- _Objective_
Reproduce each of the rows below verbatim, one line per row.

Rows from a dataset
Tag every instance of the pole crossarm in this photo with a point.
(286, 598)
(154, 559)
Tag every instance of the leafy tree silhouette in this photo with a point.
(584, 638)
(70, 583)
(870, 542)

- _Task answer_
Tag every instance of the pole crossarm in this photo with a point.
(286, 598)
(154, 559)
Tag every instance of the leafy tree silhouette in this photo with a point.
(584, 638)
(70, 583)
(870, 542)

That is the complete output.